**Stored records:**
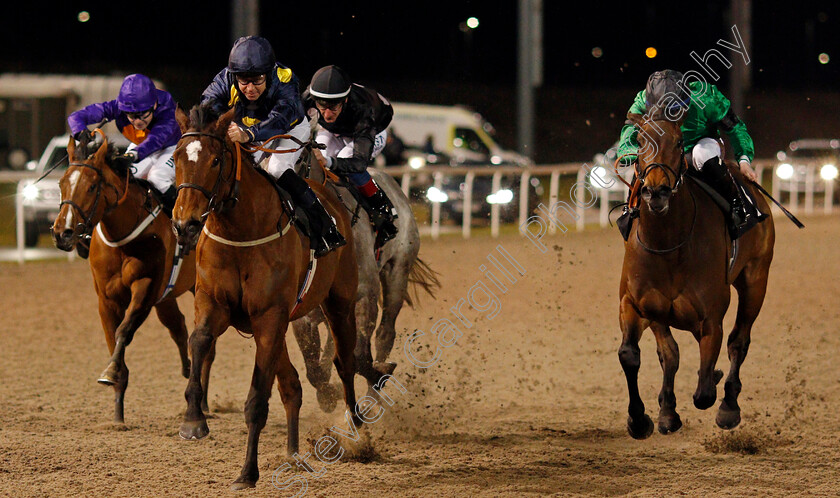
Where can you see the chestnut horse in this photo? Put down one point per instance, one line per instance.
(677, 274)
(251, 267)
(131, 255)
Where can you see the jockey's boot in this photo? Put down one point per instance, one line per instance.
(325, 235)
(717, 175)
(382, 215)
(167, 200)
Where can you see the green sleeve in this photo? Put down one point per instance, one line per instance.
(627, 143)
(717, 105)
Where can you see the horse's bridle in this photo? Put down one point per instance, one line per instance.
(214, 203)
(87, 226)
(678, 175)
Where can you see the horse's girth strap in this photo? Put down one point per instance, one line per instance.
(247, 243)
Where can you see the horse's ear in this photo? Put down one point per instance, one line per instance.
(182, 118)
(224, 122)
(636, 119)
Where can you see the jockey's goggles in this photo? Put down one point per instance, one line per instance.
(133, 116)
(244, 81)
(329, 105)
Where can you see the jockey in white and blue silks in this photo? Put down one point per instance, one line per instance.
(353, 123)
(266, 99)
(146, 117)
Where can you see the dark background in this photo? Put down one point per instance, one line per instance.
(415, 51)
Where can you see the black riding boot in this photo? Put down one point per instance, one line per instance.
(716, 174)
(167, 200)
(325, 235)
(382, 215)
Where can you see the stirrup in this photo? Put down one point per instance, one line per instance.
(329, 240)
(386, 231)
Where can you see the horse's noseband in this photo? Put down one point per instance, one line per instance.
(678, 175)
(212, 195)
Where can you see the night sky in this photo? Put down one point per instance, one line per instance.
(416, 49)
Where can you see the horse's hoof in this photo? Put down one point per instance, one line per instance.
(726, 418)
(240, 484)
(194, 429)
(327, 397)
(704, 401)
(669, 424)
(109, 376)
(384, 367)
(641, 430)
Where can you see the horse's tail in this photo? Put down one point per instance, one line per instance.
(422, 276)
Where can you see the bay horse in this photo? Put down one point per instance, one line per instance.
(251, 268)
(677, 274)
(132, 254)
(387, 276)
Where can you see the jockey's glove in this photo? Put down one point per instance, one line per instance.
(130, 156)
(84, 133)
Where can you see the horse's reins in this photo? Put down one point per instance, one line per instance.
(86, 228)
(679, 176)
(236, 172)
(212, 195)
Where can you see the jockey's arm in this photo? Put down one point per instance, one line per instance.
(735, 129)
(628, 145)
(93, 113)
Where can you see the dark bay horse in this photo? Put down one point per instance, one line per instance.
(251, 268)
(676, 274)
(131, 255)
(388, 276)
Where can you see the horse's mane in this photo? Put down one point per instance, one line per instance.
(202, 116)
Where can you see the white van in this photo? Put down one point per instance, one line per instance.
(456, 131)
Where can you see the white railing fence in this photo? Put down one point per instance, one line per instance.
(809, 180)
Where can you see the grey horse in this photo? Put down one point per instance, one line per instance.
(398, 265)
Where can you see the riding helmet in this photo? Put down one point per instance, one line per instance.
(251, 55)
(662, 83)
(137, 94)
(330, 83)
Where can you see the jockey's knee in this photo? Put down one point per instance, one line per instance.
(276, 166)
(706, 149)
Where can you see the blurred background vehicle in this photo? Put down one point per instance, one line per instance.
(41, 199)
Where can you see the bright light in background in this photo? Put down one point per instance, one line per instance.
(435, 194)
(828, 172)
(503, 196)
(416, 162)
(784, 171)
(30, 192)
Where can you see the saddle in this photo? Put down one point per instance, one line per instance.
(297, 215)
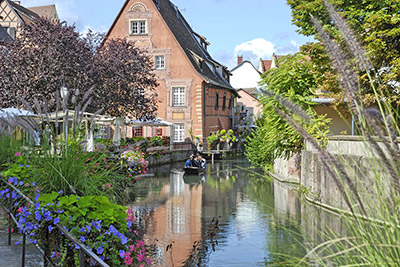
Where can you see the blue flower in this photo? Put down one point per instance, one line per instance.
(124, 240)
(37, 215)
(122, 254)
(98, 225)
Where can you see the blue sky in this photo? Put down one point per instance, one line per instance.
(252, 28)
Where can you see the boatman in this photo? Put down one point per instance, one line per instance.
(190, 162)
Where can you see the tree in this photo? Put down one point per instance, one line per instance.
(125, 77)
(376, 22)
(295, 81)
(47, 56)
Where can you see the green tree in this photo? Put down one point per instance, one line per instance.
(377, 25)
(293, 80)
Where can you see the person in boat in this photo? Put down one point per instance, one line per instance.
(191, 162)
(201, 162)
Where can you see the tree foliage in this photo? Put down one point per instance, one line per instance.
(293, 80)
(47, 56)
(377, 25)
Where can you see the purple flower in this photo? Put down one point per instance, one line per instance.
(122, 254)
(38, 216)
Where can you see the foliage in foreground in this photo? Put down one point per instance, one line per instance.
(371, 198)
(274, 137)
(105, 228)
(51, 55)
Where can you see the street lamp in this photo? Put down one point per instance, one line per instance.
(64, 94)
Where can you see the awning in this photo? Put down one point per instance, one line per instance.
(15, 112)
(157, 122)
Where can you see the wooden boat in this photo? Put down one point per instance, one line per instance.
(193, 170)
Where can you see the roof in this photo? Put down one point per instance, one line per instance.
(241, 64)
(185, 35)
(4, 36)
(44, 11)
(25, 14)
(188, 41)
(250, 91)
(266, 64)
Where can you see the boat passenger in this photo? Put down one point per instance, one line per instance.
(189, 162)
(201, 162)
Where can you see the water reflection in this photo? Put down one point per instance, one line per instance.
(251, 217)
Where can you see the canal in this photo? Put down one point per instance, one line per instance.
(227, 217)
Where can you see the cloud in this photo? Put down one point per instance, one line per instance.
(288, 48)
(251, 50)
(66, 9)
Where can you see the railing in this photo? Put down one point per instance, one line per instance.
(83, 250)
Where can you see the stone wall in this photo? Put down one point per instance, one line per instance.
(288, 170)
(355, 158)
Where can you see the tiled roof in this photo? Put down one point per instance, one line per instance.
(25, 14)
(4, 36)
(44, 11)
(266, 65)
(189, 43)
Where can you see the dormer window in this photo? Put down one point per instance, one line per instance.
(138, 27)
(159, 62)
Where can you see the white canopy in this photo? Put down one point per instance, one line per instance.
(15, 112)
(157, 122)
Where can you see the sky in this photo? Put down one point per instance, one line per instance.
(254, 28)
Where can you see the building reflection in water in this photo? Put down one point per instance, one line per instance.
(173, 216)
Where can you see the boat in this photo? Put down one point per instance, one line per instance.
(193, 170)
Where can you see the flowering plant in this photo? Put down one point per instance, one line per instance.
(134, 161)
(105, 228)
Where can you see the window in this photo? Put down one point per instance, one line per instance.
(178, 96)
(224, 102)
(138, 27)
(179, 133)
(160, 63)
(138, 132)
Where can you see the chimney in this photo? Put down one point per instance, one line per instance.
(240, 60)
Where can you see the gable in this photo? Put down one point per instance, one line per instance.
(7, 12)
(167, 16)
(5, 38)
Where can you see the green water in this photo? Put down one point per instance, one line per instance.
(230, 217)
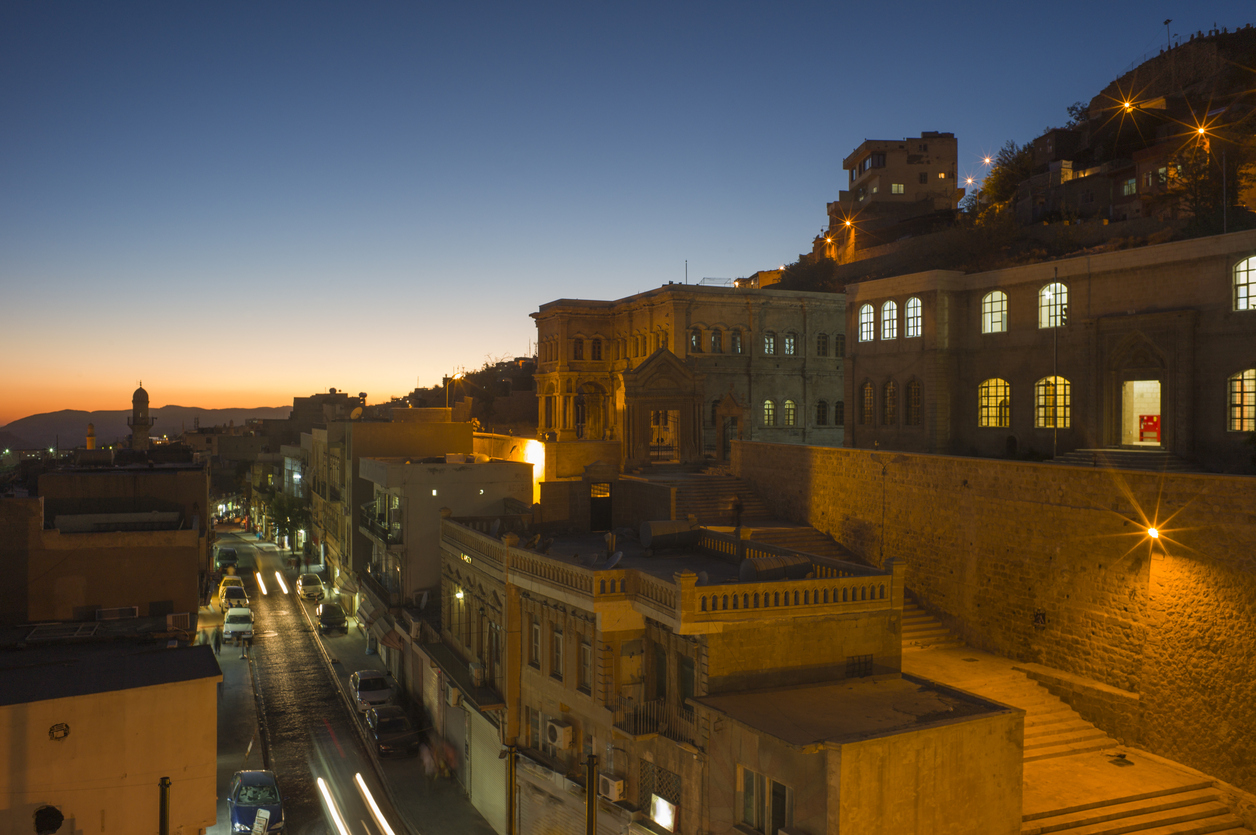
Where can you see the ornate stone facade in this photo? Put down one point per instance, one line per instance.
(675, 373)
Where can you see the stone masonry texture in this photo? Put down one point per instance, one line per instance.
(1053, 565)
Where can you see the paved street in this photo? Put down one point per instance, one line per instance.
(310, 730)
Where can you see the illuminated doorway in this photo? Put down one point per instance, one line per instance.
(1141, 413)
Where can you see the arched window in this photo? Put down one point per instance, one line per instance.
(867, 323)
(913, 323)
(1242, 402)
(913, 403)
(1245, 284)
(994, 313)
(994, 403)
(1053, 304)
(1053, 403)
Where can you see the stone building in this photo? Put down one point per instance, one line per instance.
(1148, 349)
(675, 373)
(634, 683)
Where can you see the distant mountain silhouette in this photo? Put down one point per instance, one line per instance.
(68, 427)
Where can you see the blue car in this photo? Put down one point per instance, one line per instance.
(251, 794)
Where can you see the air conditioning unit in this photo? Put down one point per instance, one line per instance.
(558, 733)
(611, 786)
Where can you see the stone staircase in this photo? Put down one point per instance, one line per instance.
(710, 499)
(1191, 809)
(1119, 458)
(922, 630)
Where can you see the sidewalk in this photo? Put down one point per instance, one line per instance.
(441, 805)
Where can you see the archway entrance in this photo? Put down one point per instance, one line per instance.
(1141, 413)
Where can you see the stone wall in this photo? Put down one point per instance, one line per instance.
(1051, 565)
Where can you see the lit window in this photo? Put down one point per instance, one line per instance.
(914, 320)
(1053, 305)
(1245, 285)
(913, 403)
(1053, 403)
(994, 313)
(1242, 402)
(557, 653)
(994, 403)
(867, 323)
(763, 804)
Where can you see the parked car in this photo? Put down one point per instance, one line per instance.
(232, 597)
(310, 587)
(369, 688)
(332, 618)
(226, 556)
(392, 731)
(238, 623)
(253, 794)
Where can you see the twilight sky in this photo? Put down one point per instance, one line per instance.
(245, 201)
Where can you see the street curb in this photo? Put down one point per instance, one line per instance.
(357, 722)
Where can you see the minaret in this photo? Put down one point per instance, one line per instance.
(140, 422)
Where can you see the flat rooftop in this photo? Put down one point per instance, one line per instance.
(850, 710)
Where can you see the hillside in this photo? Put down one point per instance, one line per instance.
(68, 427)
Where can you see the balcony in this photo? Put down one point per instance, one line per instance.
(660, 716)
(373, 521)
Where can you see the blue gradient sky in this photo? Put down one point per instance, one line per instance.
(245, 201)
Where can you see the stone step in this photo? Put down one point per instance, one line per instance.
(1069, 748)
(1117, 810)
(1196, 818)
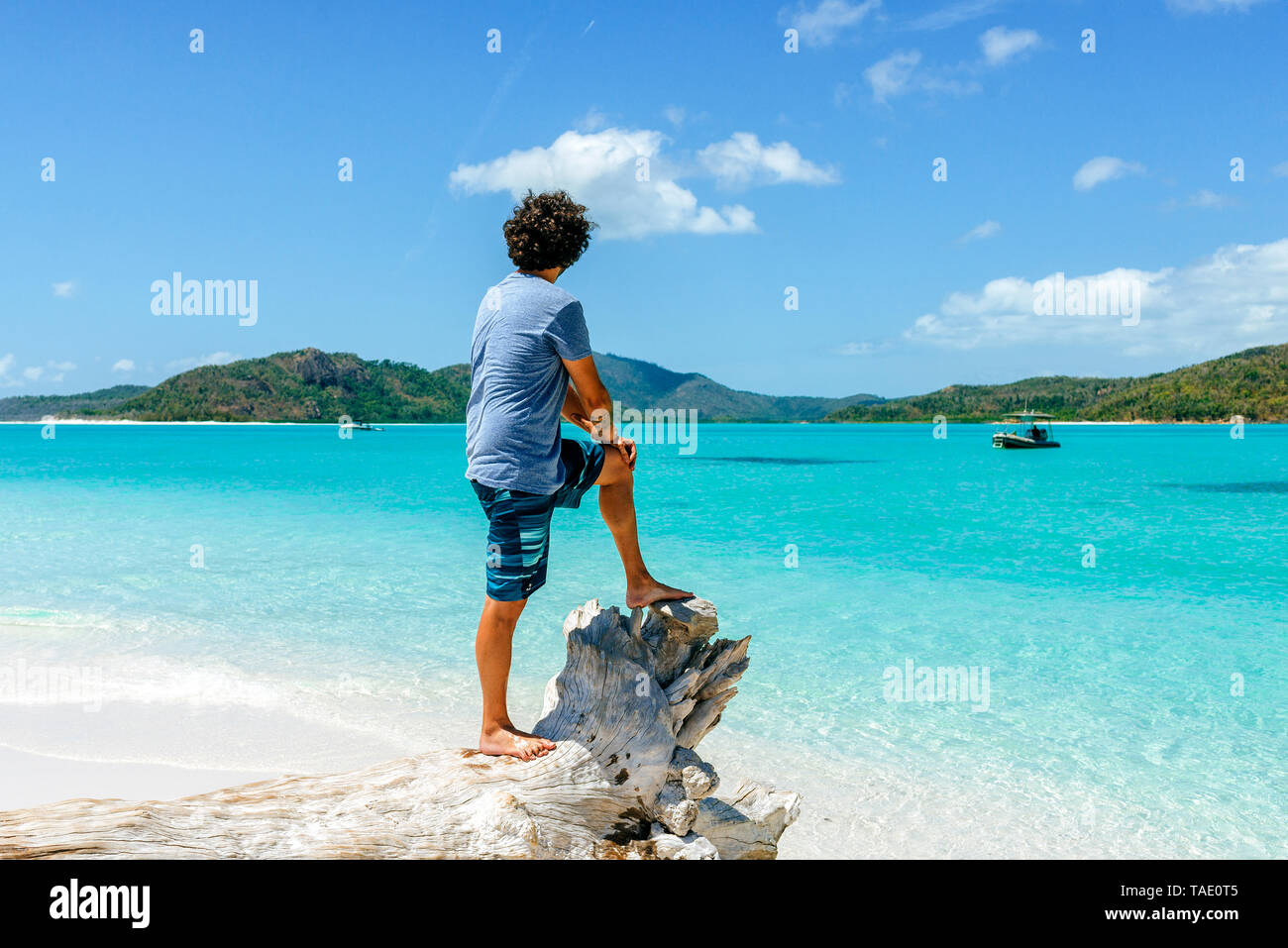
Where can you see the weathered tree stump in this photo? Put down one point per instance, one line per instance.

**Exercise objective:**
Your output should consist solely of the lines from the line containing "Where can you see the stone staircase" through the end of the data above, copied exactly, with images removed.

**Completed task:**
Where can you see the stone staircase in this photo? Put down one point per instance, one line per instance.
(710, 499)
(1191, 809)
(1119, 458)
(922, 630)
Where can you see the sidewalk in this photo? Put down one point per instance, one line per instance.
(441, 805)
Where can you see the archway entrance in this photo? Put down one point per instance, one line per instance.
(1141, 413)
Where can you see the stone wall in this photo? Put down one point per instance, one line per instance.
(1051, 565)
Where can you see the lit window in this photo? Put down one point per instance, one line per instance.
(914, 320)
(1053, 305)
(1245, 285)
(913, 403)
(1053, 403)
(994, 313)
(1242, 402)
(557, 653)
(994, 403)
(867, 323)
(763, 804)
Where can you see the parked car in this photo? Put down one point per instance, one line per instance.
(232, 597)
(310, 587)
(369, 688)
(332, 618)
(226, 556)
(392, 731)
(238, 623)
(253, 794)
Where can you see the twilight sky in this photo? Put down one point per instance, one line per instance.
(245, 201)
Where can you see the street curb in this photo? Put down one point per instance, one line per instance.
(357, 722)
Where can you see the minaret in this photo? Put down one point per instance, one line per instance.
(140, 422)
Where can you see the flat rooftop in this photo? Put down one point per instance, one line per instance.
(850, 710)
Where can you see the hillside in this photo? Put down one point per instance, one line per instance.
(68, 427)
Where can you see the balcony in this photo? Put down one point per instance, one line per instance.
(660, 716)
(373, 521)
Where can you see the blue gradient sky in this photo? Put down one point per instance, one line per instance.
(245, 201)
Where can you see the stone step in this photo? Put down one point per instance, one line per instance.
(1069, 748)
(1117, 810)
(1196, 818)
Where can you see the weathered tree stump in this photo? Put down one point per instance, one line per instance.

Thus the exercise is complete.